• **Given records**

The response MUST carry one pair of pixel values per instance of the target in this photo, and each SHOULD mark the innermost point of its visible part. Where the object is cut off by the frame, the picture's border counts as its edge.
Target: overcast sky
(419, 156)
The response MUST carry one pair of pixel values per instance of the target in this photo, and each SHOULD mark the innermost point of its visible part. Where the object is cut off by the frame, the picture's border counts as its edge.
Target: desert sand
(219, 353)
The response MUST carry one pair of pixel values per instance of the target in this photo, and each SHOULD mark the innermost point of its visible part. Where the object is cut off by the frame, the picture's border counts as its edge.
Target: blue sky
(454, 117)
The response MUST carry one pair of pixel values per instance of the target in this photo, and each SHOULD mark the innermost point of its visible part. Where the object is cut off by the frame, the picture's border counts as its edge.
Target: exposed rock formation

• **About this task**
Repeat the line containing "Target: overcast sky" and all subsequent lines through the final line of the data, exactly and with no others.

• **Result of this exercise**
Target: overcast sky
(419, 156)
The response MUST carry one pair of pixel values per instance of the target in this photo, and each SHOULD mark the innermost point of its visible part. Where the object is cut off by the frame, the picture's border counts as its edge.
Target: desert sand
(219, 353)
The response MUST carry one pair of pixel values per instance of the target in this photo, and each SHOULD mark the innermost point of its visible part. Where the object is cut off by the frame, the picture's border counts as its edge.
Target: blue sky
(454, 117)
The response MUST carry one pair of pixel values per instance of the target in this photo, and each SHOULD mark the innermost point of its visible part. Where the object is cut off by the frame, the picture's border counts as its edge.
Target: exposed rock formation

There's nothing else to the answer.